▶ _TASK BRIEF_
Before printing, remove every picture; then print the lines below exactly, from the first line through the line containing "TARGET = background vegetation".

** Opening DATASET RECORDS block **

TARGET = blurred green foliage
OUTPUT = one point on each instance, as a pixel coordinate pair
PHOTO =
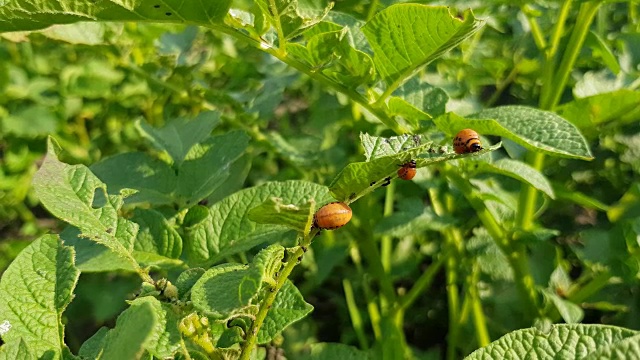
(94, 86)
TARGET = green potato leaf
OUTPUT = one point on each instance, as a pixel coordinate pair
(405, 37)
(34, 292)
(535, 129)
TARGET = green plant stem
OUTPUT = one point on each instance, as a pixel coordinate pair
(538, 37)
(479, 320)
(453, 293)
(354, 313)
(385, 242)
(372, 306)
(422, 284)
(370, 251)
(550, 52)
(591, 288)
(528, 195)
(282, 41)
(587, 12)
(516, 254)
(252, 335)
(553, 88)
(373, 108)
(373, 8)
(453, 245)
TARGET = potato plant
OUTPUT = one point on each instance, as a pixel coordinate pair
(179, 153)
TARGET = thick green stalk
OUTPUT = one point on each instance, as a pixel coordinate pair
(422, 284)
(354, 313)
(386, 246)
(528, 195)
(479, 320)
(252, 335)
(372, 305)
(553, 87)
(453, 242)
(588, 11)
(516, 255)
(452, 245)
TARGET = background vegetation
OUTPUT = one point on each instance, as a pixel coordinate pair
(533, 233)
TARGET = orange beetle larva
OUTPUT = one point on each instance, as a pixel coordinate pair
(466, 141)
(332, 216)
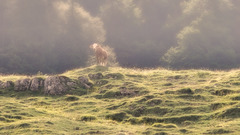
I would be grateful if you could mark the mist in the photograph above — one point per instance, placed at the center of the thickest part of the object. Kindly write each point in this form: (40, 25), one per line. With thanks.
(52, 36)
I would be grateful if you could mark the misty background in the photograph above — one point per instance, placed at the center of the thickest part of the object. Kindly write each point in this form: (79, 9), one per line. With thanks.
(52, 36)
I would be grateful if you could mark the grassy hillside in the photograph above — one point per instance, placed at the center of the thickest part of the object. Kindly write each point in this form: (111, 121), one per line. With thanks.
(129, 102)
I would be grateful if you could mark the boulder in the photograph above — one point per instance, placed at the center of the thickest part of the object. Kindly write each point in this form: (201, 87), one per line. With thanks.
(116, 76)
(95, 76)
(6, 85)
(22, 85)
(37, 84)
(56, 85)
(84, 82)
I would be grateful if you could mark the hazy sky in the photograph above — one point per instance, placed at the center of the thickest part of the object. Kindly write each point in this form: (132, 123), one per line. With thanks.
(54, 35)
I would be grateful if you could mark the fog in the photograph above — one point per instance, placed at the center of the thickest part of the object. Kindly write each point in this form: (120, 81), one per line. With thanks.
(52, 36)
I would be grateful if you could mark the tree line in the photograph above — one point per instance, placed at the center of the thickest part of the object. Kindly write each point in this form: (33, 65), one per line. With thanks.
(54, 36)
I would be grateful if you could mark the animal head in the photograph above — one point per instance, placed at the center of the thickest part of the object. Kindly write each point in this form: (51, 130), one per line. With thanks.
(94, 46)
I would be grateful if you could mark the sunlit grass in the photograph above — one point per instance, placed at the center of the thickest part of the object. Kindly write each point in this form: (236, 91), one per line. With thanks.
(166, 101)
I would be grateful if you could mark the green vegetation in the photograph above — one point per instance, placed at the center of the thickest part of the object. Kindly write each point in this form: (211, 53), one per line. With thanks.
(52, 36)
(130, 101)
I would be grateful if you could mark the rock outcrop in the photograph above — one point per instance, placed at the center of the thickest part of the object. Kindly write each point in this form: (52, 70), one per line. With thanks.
(22, 85)
(6, 85)
(56, 85)
(84, 82)
(95, 76)
(37, 84)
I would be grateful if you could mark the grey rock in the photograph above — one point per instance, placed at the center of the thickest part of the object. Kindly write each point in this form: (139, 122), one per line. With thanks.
(116, 76)
(84, 82)
(101, 82)
(22, 85)
(6, 85)
(95, 76)
(56, 85)
(37, 84)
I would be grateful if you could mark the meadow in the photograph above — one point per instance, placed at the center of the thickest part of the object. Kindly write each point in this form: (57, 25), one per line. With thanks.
(128, 102)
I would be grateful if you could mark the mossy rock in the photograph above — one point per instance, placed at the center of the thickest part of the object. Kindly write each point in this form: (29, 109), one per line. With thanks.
(185, 91)
(167, 84)
(236, 98)
(101, 82)
(86, 118)
(161, 125)
(154, 102)
(117, 116)
(116, 76)
(231, 113)
(219, 131)
(112, 94)
(223, 92)
(71, 98)
(157, 111)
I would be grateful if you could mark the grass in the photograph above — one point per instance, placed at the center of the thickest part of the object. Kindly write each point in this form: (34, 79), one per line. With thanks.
(128, 102)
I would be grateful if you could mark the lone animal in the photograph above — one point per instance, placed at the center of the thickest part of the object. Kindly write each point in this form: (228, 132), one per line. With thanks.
(100, 53)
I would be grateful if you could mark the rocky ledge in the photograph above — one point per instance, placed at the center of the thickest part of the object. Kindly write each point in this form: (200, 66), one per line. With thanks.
(55, 85)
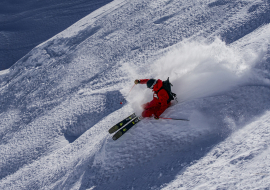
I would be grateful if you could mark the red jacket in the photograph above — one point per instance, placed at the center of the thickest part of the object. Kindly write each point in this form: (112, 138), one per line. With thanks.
(160, 100)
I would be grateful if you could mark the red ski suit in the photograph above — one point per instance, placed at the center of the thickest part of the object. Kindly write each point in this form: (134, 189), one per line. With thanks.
(160, 100)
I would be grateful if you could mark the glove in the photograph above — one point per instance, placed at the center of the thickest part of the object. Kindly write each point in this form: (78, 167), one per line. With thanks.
(137, 81)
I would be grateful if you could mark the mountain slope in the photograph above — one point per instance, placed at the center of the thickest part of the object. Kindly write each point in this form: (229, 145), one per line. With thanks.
(58, 101)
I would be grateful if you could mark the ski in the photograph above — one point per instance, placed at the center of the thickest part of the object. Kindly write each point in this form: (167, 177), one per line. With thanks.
(126, 128)
(121, 123)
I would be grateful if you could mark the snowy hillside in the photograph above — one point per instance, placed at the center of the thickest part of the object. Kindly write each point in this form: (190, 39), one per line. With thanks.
(59, 100)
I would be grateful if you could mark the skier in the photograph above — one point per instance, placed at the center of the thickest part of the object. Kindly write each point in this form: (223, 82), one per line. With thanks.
(161, 99)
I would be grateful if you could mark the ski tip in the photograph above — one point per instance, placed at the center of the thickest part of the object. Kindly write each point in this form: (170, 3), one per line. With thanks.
(117, 135)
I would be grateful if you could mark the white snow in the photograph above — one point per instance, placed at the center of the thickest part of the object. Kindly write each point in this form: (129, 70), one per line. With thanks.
(59, 100)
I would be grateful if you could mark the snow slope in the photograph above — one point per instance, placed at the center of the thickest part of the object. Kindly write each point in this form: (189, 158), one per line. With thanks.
(25, 24)
(59, 100)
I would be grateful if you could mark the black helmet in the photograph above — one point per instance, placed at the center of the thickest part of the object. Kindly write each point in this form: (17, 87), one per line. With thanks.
(150, 84)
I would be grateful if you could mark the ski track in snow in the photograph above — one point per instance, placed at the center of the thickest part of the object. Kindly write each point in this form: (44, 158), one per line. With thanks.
(59, 100)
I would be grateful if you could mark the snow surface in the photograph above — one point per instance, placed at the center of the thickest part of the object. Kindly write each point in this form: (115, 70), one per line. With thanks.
(59, 100)
(25, 24)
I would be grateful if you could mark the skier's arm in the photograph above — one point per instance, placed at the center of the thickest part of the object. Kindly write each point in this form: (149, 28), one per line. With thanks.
(141, 81)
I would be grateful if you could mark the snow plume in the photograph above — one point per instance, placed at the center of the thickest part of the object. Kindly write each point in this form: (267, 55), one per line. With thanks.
(199, 69)
(196, 69)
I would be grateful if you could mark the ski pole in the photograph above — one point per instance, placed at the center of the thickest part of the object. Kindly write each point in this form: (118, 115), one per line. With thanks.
(174, 119)
(127, 93)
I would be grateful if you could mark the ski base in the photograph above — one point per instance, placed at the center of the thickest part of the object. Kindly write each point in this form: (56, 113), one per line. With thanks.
(121, 123)
(126, 128)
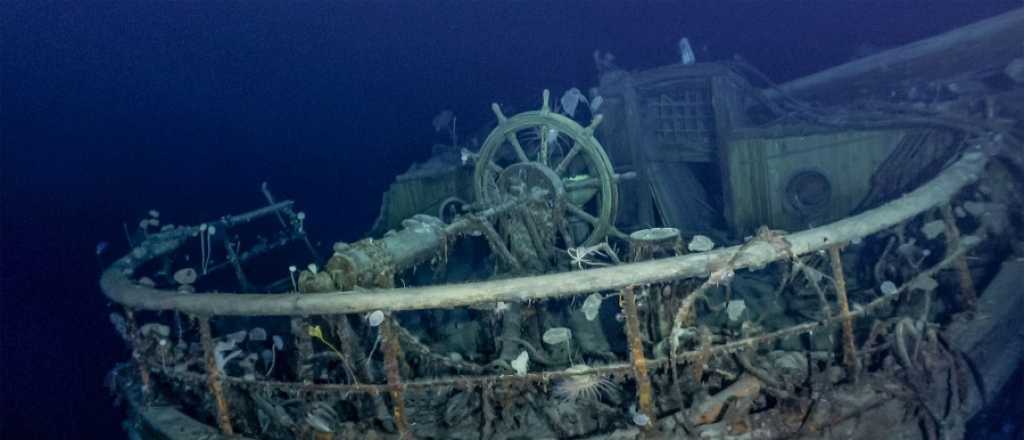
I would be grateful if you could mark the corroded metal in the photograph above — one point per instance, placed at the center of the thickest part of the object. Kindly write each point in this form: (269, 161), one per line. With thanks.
(849, 349)
(969, 297)
(213, 378)
(391, 354)
(645, 395)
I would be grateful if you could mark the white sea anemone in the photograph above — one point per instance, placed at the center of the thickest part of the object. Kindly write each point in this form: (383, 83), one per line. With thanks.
(584, 387)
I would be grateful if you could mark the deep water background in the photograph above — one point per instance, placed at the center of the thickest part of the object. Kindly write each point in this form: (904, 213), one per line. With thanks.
(112, 108)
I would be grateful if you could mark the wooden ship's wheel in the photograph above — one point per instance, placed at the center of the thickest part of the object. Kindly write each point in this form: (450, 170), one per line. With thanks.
(546, 149)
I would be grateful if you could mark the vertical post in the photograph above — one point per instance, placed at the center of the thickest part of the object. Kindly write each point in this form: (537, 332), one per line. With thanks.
(232, 257)
(143, 371)
(849, 351)
(969, 297)
(213, 378)
(391, 353)
(645, 399)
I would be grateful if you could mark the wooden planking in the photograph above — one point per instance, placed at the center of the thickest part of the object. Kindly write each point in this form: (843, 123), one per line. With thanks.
(760, 168)
(409, 196)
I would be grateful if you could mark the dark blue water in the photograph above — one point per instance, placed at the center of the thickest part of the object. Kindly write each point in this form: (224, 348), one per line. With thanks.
(112, 108)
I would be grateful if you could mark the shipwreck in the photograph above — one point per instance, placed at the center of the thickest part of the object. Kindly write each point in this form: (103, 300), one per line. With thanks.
(707, 255)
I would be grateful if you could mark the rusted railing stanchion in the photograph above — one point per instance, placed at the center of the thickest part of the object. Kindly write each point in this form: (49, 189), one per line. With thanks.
(391, 353)
(645, 398)
(213, 378)
(969, 297)
(132, 330)
(849, 349)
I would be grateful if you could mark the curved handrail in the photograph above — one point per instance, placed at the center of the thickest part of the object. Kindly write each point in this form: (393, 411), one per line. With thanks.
(117, 284)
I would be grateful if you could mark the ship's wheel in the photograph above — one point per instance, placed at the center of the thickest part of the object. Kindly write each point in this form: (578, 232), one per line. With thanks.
(543, 148)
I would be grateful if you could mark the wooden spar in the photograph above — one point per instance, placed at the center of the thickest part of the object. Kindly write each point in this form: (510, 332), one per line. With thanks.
(985, 45)
(118, 286)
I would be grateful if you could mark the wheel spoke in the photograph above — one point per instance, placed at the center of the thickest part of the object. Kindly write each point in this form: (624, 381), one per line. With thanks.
(568, 158)
(590, 182)
(579, 212)
(519, 152)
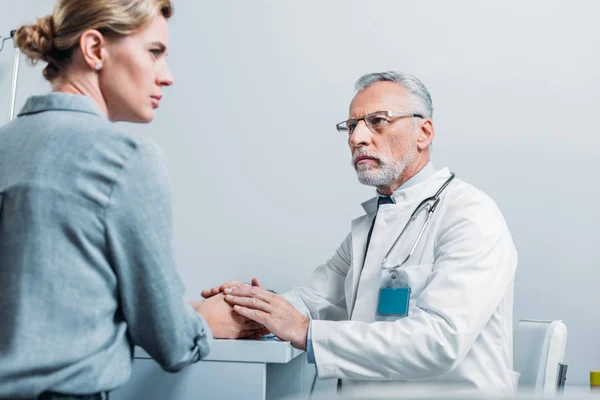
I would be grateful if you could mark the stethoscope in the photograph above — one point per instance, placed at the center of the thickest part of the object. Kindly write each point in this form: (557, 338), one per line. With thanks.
(430, 202)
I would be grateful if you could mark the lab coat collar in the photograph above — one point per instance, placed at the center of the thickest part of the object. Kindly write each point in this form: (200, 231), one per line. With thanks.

** Closing DATASET RECORDS block **

▶ _SOLUTION BELOW_
TARGET = blurred green foliage
OUTPUT = one point on each instance, as a pixel coordinate pair
PHOTO =
(94, 86)
TARGET = green potato leaf
OUTPUT = one point on each instance, as a pixel coordinate pair
(405, 37)
(34, 292)
(535, 129)
TARGET = green plant stem
OUTPUT = one point on each instance, as a pixel coordinate pair
(538, 37)
(479, 320)
(453, 293)
(354, 313)
(385, 242)
(372, 306)
(422, 284)
(370, 251)
(550, 52)
(591, 288)
(528, 195)
(282, 41)
(587, 12)
(516, 254)
(252, 335)
(553, 88)
(373, 108)
(373, 8)
(453, 245)
TARGET = potato plant
OUTPUT = one point on each instance, as a pixel coordinate pair
(179, 153)
TARGET = thick green stalk
OUTPUT = one point on each instance, as a pixel coordinate pair
(422, 284)
(354, 313)
(386, 246)
(528, 195)
(479, 320)
(252, 335)
(372, 305)
(553, 87)
(453, 242)
(588, 11)
(516, 255)
(452, 245)
TARGET = background vegetation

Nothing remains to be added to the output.